This kind of challenge is to be expected for Uber, hardly a nightmare.

Convincing passengers to switch is going to be the challenge, I really expect Didi to cut rates to convince customers to choose them.


----------



## Attockpak1 (Mar 21, 2017)

Let's be honest at the end of the day the driver will be the one suffering when these 2 companies start competing... uber can only subsidize a driver for so long especially with going public in 2 or so years... didi on the other hand did wipe the floor with fuber so we shall see...

Anyway any type of real competition will mean rate cuts...


----------



## Elmo Burrito (Feb 3, 2017)

Oh yeah? It can get worse.


----------



## Andre06 (Oct 7, 2016)

They can`t lower the rates anymore but they can lower the commission. More rideshare companies are better for drivers.


----------



## GasHealthTimeCosts (Jul 24, 2017)

Lyft can easily take over but they don’t take the stand cause it’s risky for them when they can just piggy back off Uber and grow billions.


----------



## UpoorPeople (Apr 13, 2017)

Also check out:
Anyone else feel like this could all fall apart soon?


----------



## GasHealthTimeCosts (Jul 24, 2017)

LuisEnrikee said:


> It cannot get any worst . Most of us really only want to see Uber realize the truth . Drivers make the app.


Too bad drivers cant take even one day off to flew our power.

Drivers are only as good as any organization and stand taken.


----------



## ntcindetroit (Mar 23, 2017)

Apparently, Uber does not have the technology that Chinese can not live without, or they would not give up so easily the China market or concedes the defeat as a true American high tech company. It's our understanding that Chinese market or government are hungry for any technology, be it originated from America or not. 

Ironically, Uber was even ordered to cease and desist by the second 'Chinese' government used to be called Free China by American.

So, what is Uber as a company stand for in a pro-western, free, democratic market?


----------



## UberBastid (Oct 1, 2016)

ntcindetroit said:


> Apparently, Uber does not have the technology that Chinese can not live without, or they would not give up so easily the China market or concedes the defeat as a true American high tech company. It's our understanding that Chinese market or government are hungry for any technology, be it originated from America or not.
> 
> Ironically, Uber was even ordered to cease and desist by the second 'Chinese' government used to be called Free China by American.
> 
> So, what is Uber as a company stand for in a pro-western, free, democratic market?


Freedom, capitalism, hard headed American work. Luck. Skill. Guts. 
Who cares what the ChiComs want. Let em eat rice.


----------



## STMNine (May 11, 2015)

GasHealthTimeCosts said:


> Lyft can easily take over but they don't take the stand cause it's risky for them when they can just piggy back off Uber and grow billions.

Task requirements:
1 - Reproduce word for word the stretch of the Uber forum thread that begins at the words "Let's be honest" and stops after the words "can get worse.".
2 - Using the Uber forum thread, mark each statement yes or no and quote the deciding words: (a) Andre06 says more rideshare companies are better for drivers. (b) Attockpak1 says Uber can keep subsidizing drivers indefinitely. (c) The first post expects Didi to raise rates.

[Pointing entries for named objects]
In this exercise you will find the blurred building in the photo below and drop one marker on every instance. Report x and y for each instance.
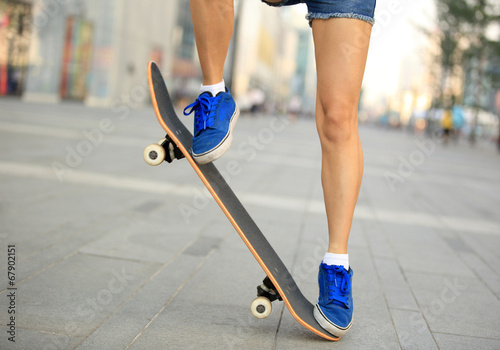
(96, 51)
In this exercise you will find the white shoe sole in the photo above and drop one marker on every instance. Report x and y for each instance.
(327, 325)
(222, 147)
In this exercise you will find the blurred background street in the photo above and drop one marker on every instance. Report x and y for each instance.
(114, 254)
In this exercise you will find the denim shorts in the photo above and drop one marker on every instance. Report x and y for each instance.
(324, 9)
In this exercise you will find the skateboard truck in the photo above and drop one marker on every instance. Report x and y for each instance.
(163, 150)
(266, 293)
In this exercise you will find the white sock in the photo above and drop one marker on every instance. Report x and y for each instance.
(214, 89)
(337, 259)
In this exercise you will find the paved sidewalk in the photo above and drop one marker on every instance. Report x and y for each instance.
(114, 254)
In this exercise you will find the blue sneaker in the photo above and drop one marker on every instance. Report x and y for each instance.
(214, 120)
(334, 308)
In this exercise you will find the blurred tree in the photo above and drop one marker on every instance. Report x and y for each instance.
(462, 37)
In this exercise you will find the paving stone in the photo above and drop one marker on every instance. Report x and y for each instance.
(460, 342)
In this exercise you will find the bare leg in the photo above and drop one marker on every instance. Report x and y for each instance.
(213, 27)
(341, 47)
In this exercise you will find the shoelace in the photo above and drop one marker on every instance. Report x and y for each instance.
(204, 108)
(339, 284)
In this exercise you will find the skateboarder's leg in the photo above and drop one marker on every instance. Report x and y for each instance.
(341, 47)
(213, 28)
(215, 110)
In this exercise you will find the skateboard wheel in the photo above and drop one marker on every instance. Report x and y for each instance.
(261, 307)
(154, 154)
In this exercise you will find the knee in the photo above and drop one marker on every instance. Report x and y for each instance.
(338, 122)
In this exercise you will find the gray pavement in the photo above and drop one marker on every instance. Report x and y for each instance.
(114, 254)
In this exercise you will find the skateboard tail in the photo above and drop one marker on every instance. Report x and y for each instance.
(197, 168)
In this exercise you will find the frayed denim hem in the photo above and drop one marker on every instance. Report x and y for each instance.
(276, 4)
(310, 16)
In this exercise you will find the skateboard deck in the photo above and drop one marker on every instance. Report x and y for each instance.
(298, 306)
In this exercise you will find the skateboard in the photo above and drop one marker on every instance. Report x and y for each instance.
(279, 283)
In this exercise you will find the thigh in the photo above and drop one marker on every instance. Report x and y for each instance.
(341, 48)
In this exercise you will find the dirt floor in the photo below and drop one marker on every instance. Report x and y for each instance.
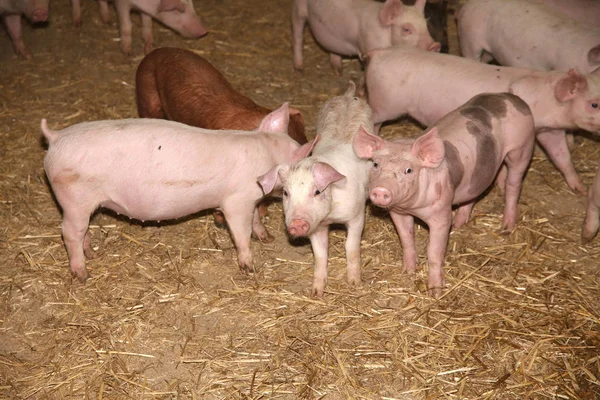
(168, 314)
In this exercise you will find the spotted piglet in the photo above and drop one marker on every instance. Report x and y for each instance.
(329, 187)
(453, 163)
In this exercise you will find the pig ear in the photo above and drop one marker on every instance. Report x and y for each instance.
(304, 150)
(272, 179)
(365, 143)
(277, 121)
(594, 56)
(324, 175)
(567, 87)
(420, 4)
(171, 5)
(391, 10)
(429, 149)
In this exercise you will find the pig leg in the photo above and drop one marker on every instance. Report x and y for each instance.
(13, 26)
(517, 162)
(319, 241)
(354, 235)
(462, 215)
(125, 26)
(239, 217)
(258, 229)
(436, 251)
(554, 143)
(336, 63)
(147, 33)
(405, 226)
(299, 18)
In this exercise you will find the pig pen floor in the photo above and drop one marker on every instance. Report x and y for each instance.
(168, 314)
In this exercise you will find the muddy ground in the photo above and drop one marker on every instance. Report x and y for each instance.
(168, 314)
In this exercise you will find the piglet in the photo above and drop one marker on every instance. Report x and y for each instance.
(453, 163)
(592, 216)
(328, 187)
(11, 10)
(523, 34)
(199, 95)
(351, 28)
(158, 170)
(178, 15)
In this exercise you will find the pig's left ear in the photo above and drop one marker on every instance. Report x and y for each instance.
(171, 5)
(365, 144)
(277, 121)
(391, 10)
(325, 175)
(567, 87)
(429, 149)
(272, 180)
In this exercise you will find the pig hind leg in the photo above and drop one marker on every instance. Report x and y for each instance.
(299, 18)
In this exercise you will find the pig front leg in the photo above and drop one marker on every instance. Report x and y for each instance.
(439, 229)
(13, 26)
(239, 215)
(405, 226)
(555, 144)
(319, 241)
(299, 18)
(354, 236)
(147, 33)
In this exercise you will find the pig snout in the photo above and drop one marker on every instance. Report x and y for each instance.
(381, 196)
(298, 227)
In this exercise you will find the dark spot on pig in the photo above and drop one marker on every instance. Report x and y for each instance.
(456, 169)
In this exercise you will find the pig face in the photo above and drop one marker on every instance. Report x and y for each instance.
(181, 16)
(583, 92)
(398, 165)
(408, 25)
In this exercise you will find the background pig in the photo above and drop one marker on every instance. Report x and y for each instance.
(329, 187)
(592, 216)
(353, 27)
(11, 10)
(453, 163)
(427, 85)
(171, 170)
(523, 34)
(178, 15)
(180, 85)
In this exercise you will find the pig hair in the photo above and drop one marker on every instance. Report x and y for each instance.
(341, 116)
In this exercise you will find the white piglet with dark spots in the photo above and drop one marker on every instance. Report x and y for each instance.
(159, 170)
(328, 187)
(452, 164)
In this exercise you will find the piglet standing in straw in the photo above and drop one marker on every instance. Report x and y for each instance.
(157, 170)
(453, 163)
(329, 187)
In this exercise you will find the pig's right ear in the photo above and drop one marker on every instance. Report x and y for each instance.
(272, 180)
(304, 150)
(429, 149)
(567, 87)
(365, 144)
(277, 121)
(391, 10)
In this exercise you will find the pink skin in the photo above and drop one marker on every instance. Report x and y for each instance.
(178, 15)
(354, 27)
(328, 187)
(522, 34)
(452, 164)
(176, 170)
(558, 100)
(586, 12)
(592, 216)
(11, 11)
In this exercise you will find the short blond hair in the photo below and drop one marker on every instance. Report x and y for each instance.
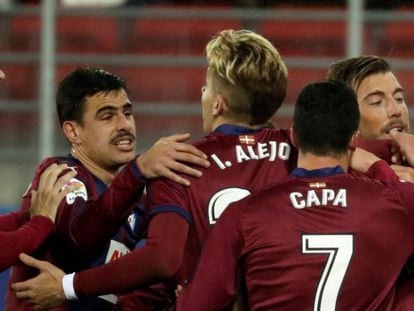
(251, 73)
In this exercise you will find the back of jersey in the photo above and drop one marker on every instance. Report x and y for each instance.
(325, 243)
(240, 164)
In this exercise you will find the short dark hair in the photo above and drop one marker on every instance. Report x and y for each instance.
(325, 118)
(79, 84)
(353, 71)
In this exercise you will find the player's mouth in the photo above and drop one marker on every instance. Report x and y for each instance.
(124, 142)
(400, 127)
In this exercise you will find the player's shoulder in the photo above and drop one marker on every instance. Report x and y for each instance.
(69, 160)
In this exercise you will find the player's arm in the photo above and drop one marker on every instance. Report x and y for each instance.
(88, 224)
(368, 163)
(160, 258)
(170, 156)
(217, 279)
(44, 204)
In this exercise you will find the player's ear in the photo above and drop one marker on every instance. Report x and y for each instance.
(352, 141)
(220, 105)
(70, 128)
(293, 139)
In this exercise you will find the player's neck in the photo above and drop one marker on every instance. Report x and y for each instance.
(105, 175)
(311, 161)
(234, 122)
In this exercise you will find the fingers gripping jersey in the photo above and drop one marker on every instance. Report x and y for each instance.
(94, 223)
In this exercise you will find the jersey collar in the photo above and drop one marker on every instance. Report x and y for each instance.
(326, 171)
(229, 129)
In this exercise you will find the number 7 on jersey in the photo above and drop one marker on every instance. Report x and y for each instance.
(339, 248)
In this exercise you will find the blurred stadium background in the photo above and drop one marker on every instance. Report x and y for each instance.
(158, 46)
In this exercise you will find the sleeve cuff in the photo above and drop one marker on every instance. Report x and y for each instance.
(68, 287)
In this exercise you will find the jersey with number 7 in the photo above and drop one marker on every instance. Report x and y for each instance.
(321, 240)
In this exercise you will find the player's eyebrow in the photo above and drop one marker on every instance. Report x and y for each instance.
(110, 108)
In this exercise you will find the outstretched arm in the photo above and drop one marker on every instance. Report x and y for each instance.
(43, 211)
(160, 258)
(171, 155)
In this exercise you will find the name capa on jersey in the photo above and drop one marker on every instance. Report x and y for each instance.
(321, 198)
(270, 149)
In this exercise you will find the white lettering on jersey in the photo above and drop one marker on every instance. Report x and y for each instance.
(221, 200)
(270, 150)
(312, 198)
(79, 191)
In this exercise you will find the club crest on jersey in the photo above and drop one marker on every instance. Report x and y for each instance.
(247, 139)
(317, 185)
(79, 191)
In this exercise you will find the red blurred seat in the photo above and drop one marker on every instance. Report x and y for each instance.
(310, 38)
(182, 84)
(24, 35)
(299, 77)
(87, 34)
(398, 39)
(175, 36)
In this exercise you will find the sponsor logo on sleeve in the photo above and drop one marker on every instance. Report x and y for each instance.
(79, 191)
(247, 139)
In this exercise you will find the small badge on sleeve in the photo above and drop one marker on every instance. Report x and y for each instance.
(80, 191)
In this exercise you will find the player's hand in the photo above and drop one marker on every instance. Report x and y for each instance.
(168, 156)
(361, 160)
(405, 173)
(405, 143)
(178, 290)
(45, 290)
(52, 189)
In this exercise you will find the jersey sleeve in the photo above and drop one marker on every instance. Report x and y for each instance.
(25, 239)
(217, 279)
(167, 196)
(86, 220)
(160, 258)
(10, 221)
(381, 148)
(382, 171)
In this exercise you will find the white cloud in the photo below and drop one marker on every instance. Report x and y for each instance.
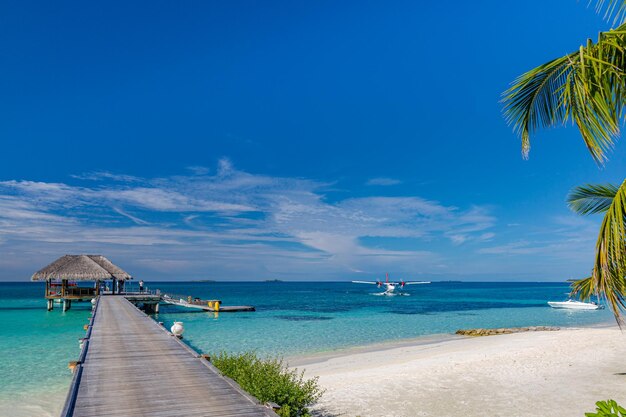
(383, 181)
(232, 223)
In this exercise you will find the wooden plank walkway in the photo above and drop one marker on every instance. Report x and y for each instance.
(134, 367)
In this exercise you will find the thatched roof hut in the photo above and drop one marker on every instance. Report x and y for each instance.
(81, 268)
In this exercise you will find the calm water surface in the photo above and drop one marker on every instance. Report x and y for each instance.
(291, 319)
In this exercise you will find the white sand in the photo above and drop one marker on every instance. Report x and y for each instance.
(543, 374)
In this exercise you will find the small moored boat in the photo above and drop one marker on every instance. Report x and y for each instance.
(574, 305)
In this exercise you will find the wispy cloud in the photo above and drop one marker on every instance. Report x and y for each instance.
(384, 181)
(229, 224)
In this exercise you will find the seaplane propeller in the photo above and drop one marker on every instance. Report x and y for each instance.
(391, 286)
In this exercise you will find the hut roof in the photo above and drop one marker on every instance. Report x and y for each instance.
(81, 268)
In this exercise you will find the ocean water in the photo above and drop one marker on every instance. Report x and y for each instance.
(291, 319)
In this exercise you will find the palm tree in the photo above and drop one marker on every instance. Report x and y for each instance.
(588, 88)
(609, 270)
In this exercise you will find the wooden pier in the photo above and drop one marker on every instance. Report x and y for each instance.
(131, 366)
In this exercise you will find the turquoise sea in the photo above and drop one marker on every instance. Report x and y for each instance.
(291, 319)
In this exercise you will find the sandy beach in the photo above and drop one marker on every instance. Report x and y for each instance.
(542, 374)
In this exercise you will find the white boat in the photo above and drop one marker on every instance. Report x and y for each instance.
(574, 305)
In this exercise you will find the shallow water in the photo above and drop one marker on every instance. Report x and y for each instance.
(291, 319)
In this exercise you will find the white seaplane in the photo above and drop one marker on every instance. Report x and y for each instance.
(390, 287)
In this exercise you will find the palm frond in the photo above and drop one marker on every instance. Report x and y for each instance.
(591, 198)
(611, 8)
(607, 278)
(587, 86)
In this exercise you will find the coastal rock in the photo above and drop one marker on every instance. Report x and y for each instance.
(491, 332)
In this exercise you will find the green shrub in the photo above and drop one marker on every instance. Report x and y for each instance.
(607, 408)
(270, 380)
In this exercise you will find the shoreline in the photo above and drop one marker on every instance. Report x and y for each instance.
(530, 374)
(302, 360)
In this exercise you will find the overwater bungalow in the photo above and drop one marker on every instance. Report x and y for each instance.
(66, 277)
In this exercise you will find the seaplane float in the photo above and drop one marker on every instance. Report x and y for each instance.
(390, 287)
(574, 305)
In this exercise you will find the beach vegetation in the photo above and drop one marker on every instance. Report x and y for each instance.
(586, 87)
(608, 408)
(270, 380)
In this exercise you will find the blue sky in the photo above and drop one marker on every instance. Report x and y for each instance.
(324, 140)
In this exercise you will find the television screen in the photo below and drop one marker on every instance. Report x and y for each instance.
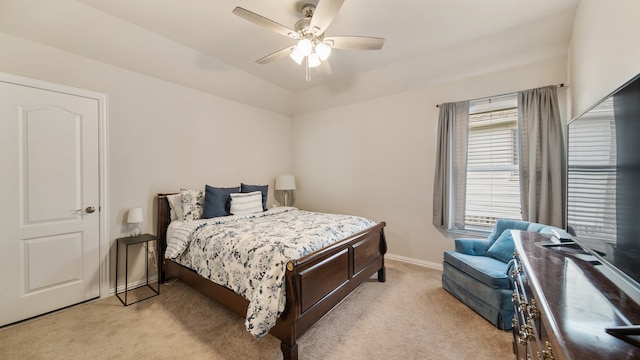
(603, 180)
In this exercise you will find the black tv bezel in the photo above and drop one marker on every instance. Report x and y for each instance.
(618, 276)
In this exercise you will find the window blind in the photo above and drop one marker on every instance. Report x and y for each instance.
(492, 181)
(591, 176)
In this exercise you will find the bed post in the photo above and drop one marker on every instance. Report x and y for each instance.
(382, 273)
(289, 352)
(164, 218)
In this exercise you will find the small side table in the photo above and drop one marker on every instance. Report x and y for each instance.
(132, 240)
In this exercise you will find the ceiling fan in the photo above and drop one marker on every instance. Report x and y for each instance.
(312, 47)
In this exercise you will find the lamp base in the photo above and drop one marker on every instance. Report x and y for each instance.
(136, 231)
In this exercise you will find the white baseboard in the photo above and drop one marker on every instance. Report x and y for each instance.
(431, 265)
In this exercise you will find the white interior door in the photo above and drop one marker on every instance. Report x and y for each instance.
(49, 217)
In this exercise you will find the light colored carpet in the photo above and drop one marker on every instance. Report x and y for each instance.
(408, 317)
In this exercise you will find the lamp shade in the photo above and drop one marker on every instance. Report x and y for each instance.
(135, 216)
(285, 182)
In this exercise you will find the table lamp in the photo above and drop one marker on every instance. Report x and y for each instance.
(286, 183)
(135, 217)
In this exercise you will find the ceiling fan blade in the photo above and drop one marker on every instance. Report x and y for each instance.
(355, 42)
(276, 55)
(264, 22)
(324, 68)
(323, 16)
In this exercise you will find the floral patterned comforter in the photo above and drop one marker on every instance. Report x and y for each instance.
(248, 254)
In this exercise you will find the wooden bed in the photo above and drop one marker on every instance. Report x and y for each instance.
(315, 283)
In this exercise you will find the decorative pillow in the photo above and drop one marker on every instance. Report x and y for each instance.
(175, 204)
(217, 201)
(264, 189)
(192, 203)
(246, 203)
(503, 248)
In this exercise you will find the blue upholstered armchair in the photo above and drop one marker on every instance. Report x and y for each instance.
(477, 271)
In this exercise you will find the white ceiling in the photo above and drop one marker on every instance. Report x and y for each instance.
(417, 32)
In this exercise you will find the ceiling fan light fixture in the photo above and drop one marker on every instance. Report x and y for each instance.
(296, 57)
(323, 50)
(304, 47)
(313, 60)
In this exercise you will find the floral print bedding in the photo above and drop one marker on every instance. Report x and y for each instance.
(248, 253)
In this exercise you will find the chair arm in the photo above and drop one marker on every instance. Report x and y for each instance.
(472, 246)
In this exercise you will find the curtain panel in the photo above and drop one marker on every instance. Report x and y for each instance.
(451, 163)
(542, 159)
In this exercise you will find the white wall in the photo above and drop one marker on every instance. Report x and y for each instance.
(376, 158)
(162, 136)
(604, 50)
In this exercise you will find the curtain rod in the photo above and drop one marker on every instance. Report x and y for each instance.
(558, 85)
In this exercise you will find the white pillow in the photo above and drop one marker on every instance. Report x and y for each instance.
(246, 203)
(192, 204)
(175, 203)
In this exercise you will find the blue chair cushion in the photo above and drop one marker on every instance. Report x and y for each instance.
(503, 248)
(487, 270)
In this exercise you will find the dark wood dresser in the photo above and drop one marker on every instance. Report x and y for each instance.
(564, 303)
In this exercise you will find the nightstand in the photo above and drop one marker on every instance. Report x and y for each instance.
(135, 240)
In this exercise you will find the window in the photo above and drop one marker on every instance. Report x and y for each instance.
(492, 177)
(592, 179)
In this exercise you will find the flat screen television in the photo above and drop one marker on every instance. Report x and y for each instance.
(603, 184)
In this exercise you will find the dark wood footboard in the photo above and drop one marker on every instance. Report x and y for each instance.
(315, 283)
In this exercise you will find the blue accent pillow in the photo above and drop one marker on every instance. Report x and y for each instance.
(264, 189)
(502, 249)
(217, 201)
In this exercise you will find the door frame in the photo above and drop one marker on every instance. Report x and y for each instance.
(103, 167)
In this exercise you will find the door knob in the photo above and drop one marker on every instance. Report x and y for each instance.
(88, 209)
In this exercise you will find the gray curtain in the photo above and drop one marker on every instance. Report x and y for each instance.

Solved problems:
1 -
Let's be honest at the end of the day the driver will be the one suffering when these 2 companies start competing... uber can only subsidize a driver for so long especially with going public in 2 or so years... didi on the other hand did wipe the floor with fuber so we shall see...

Anyway any type of real competition will mean rate cuts...


----------



## Elmo Burrito (Feb 3, 2017)

Oh yeah? It can get worse.

2 -
(a) Yes: "More rideshare companies are better for drivers."
(b) No: "uber can only subsidize a driver for so long"
(c) No: "I really expect Didi to cut rates to convince customers to choose them."